-------- RECORDS PROVIDED

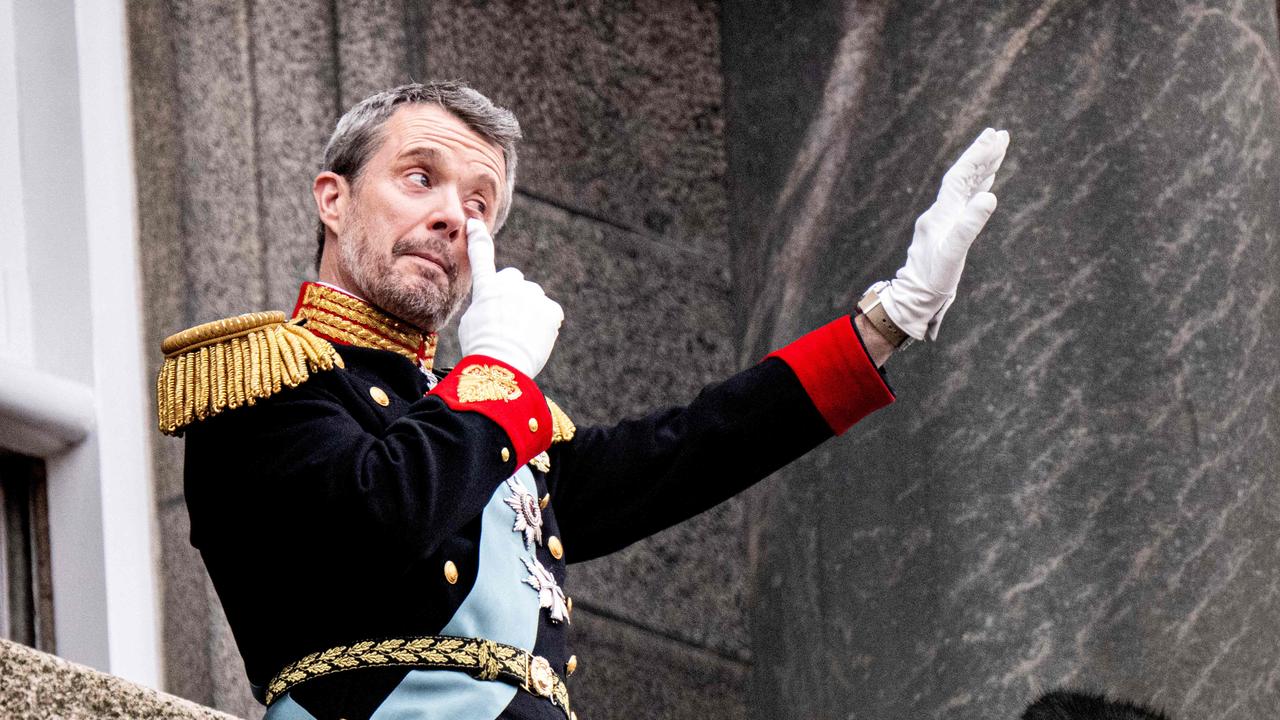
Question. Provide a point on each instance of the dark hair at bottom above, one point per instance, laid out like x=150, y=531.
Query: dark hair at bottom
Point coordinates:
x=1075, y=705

----------------
-------- RECORDS PROVIDED

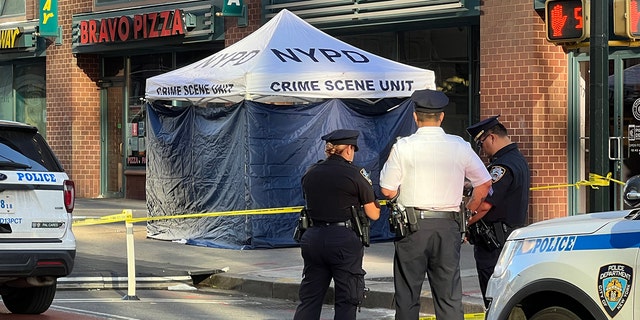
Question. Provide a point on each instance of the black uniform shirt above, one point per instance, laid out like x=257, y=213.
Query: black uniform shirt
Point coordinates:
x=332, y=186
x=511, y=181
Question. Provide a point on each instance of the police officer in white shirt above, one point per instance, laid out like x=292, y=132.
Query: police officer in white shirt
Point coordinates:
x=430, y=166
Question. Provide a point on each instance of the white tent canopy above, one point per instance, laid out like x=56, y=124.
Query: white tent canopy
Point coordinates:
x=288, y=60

----------------

◆ **ACTIVITY**
Return only the count of lines in the records that hold the word "above".

◆ **RESPONSE AREA**
4